• **Work instructions**
Copy out all of the entries below, swapping each "fattest" for "widest" and leaving every other word and number untouched.

• **Given data**
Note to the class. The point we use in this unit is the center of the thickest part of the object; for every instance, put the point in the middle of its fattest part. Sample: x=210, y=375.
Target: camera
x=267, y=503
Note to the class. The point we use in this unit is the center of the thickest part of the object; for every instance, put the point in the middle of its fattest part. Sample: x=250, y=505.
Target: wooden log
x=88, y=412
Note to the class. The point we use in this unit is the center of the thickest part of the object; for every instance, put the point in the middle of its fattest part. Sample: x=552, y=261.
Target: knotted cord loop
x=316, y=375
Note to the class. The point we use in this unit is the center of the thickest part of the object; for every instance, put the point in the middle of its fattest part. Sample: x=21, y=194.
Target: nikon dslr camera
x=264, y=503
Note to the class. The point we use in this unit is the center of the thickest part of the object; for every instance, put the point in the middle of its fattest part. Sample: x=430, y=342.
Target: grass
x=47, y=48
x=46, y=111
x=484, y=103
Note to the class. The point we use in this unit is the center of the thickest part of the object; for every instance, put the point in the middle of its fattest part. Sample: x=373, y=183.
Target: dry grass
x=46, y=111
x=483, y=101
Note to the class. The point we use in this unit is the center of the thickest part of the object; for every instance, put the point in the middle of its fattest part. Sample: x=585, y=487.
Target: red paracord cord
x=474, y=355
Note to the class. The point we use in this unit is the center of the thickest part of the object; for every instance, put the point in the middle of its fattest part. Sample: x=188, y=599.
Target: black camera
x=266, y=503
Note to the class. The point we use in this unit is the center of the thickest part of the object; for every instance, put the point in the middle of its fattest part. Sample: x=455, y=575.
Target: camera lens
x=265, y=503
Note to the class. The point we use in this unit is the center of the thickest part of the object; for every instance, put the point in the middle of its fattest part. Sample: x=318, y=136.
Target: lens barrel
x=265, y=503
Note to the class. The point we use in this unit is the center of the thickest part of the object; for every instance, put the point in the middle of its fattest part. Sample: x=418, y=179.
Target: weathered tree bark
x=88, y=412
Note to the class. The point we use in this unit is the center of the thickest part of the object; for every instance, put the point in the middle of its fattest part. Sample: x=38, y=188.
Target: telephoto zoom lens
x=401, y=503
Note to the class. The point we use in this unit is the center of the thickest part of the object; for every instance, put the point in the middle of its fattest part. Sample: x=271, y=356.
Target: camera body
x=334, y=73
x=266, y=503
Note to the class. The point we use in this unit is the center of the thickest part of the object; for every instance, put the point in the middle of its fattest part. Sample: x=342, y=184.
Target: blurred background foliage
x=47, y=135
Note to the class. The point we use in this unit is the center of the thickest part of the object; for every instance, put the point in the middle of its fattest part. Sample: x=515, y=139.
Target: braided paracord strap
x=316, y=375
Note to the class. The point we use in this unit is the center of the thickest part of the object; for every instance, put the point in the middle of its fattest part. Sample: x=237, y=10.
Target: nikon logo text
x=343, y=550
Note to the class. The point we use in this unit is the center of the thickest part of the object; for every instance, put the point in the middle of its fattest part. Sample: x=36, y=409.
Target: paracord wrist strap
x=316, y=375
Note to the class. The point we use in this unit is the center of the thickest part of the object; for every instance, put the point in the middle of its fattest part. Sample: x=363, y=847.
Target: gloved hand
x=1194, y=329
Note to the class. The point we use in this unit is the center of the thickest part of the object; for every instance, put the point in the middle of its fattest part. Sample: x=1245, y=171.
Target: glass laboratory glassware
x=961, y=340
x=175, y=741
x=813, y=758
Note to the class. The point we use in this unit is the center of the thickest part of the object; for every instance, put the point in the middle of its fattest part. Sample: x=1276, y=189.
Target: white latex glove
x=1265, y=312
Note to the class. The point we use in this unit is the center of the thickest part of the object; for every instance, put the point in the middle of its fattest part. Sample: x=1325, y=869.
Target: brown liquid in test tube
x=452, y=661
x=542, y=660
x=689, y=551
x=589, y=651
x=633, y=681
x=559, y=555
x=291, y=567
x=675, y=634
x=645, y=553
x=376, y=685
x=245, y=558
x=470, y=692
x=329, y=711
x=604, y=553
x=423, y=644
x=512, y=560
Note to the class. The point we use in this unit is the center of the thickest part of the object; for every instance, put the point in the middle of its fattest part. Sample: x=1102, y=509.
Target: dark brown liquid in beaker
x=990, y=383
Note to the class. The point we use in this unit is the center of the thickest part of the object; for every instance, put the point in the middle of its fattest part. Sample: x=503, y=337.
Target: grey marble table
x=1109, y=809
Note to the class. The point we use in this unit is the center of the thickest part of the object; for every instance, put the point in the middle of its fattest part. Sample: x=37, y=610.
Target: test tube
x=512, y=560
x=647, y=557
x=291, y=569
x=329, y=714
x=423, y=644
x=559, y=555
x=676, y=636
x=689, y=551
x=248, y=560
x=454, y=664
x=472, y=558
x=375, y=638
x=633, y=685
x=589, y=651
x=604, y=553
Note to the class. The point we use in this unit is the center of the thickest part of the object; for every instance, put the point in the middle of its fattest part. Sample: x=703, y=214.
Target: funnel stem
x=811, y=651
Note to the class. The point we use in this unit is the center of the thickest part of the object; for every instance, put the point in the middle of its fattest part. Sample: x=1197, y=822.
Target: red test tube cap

• **Correct output**
Note to the class. The point we use in this unit is the center of the thickest part of the object; for every instance, put the point in the middle of its widest part. Sample: x=210, y=375.
Target: camera
x=267, y=503
Note to the class. The point we use in this unit is the center of the thickest part of the object; for every instance, put the point in the middle of its widest part. Sample: x=250, y=505.
Target: wooden log
x=88, y=412
Note to the class. The point we use in this unit is the center of the thickest part of the object; for every instance, put the point in the middle of its widest part. Sample: x=552, y=261.
Target: knotted cord loop
x=316, y=375
Note to the class. The point we use in this unit is the center of the thickest part of the object; for every instance, put the point in the middle of its widest part. Sample: x=21, y=194.
Target: nikon dslr camera
x=264, y=503
Note to the class. The point we use in this unit is the center of the thickest part of the object; for every instance, put the point in the middle of its widest part. Sample: x=430, y=342.
Target: grass
x=47, y=48
x=46, y=111
x=484, y=103
Note to the class. The point we use in this unit is the center of the thickest part of the object; for every instance, put the point in the middle of its widest part. Sample: x=373, y=183.
Target: dry grass
x=46, y=111
x=483, y=101
Note to the class. The point we use in this unit is the center of the thickest part of the object; for every instance, put the point in the middle of its widest part. Sample: x=585, y=487.
Target: red paracord cord
x=474, y=355
Note to the class. The point we use in this unit is the center of the thickest part of the object; for every instance, put the point in the middle of its widest part. Sample: x=188, y=599.
Target: black camera
x=266, y=503
Note to the class. The point we use in this unit is the center of the thickest part of the object; for every instance, put the point in the middle of its widest part. Sample: x=455, y=575.
Target: camera lens
x=265, y=503
Note to the class. The point we use in this unit is the center of the thickest part of the object; for every instance, put the point in the middle of its widest part. Sample: x=318, y=136.
Target: lens barrel
x=265, y=503
Note to the class. The point we use in this unit is the center of the thickest part of the object; for every instance, put the point in the middle of its widest part. Sample: x=418, y=179.
Target: weathered tree bark
x=88, y=412
Note to the class. The point we use in this unit is the center of the thickest part of the object; for every instance, put the point in the middle of its widest part. Sample: x=38, y=188.
Target: telephoto zoom lens
x=401, y=503
Note to the class. The point we use in this unit is the center of the thickest part of the object; for every instance, put the point in the middle of its widest part. Sample: x=271, y=356.
Target: camera body
x=334, y=73
x=266, y=503
Note to the class. The point we use in this unit is the center of the thickest part of the object; for every instance, put the point in the middle of its widest part. Sample: x=342, y=184.
Target: blurred background foliage
x=47, y=135
Note to the class. The point we use in this unit is the center of the thickest part of the object; for every instance, put the point in the middle of its widest part. Sample: x=515, y=139.
Target: braided paracord strap
x=316, y=375
Note to the class. The point we use in this unit is the center of the thickest part of the object; for every instance, put the point in the middle of its widest part. Sample: x=237, y=10.
Target: nikon logo text
x=343, y=550
Note to the class. The point we use in this unit is the center of the thickest part of the object; for every instance, put the point in the middle of its widest part. Sample: x=36, y=409.
Target: paracord wrist strap
x=316, y=375
Note to the class. The point we use in this unit is the center of the thickest part of the object; for every instance, put the point in the middle of its widest part. Sample: x=363, y=847.
Target: gloved hand
x=1194, y=329
Note to the class. The point we use in this unit is the center of the thickest part of the object; for every instance, put the point in the middle of its widest part. Sample: x=1245, y=171.
Target: glass laboratory glassware
x=961, y=340
x=175, y=741
x=813, y=758
Note to the class. The point we use in this unit is the center of the thickest part of the object; for every instance, put the point in the middle of its widest part. Sample: x=1276, y=189.
Target: white latex glove
x=1265, y=312
Note to the class. The point we use in this unit is the center of the thickest part of the object; for every instance, put the point in the middle of its widest part. Sample: x=1325, y=869.
Target: brown liquid in test tube
x=452, y=661
x=542, y=660
x=689, y=551
x=589, y=651
x=633, y=681
x=559, y=555
x=291, y=567
x=675, y=634
x=645, y=553
x=376, y=685
x=245, y=558
x=470, y=692
x=329, y=711
x=604, y=553
x=423, y=644
x=512, y=560
Note to the class. The point we use in this unit is the center of the thickest part of the object; for every instance, put the point in the middle of its widest part. Sample: x=1102, y=509.
Target: dark brown liquid in beaker
x=990, y=383
Note to the class. The point we use in this unit is the center of the thickest part of the object; for every instance, put the point in the middle of its widest part. Sample: x=503, y=337.
Target: grey marble table
x=1109, y=809
Note to the class. The point we use in this unit is the center of the thickest part of the object; for every instance, put the point in the middle of its widest part. Sample: x=37, y=610.
Target: test tube
x=512, y=560
x=647, y=557
x=291, y=569
x=329, y=714
x=423, y=644
x=559, y=555
x=676, y=636
x=689, y=551
x=248, y=560
x=454, y=664
x=472, y=558
x=375, y=638
x=633, y=685
x=589, y=651
x=604, y=553
Note to the class. The point we use in this unit is the center of the thickest part of the object; for every instance, put the point in the middle of its widest part. Sample: x=703, y=214.
Target: funnel stem
x=811, y=651
Note to the class. The point we use in this unit is the center of the thickest part of the object; for every instance, put the point in the middle of its widest part. Sample: x=1197, y=822.
Target: red test tube cap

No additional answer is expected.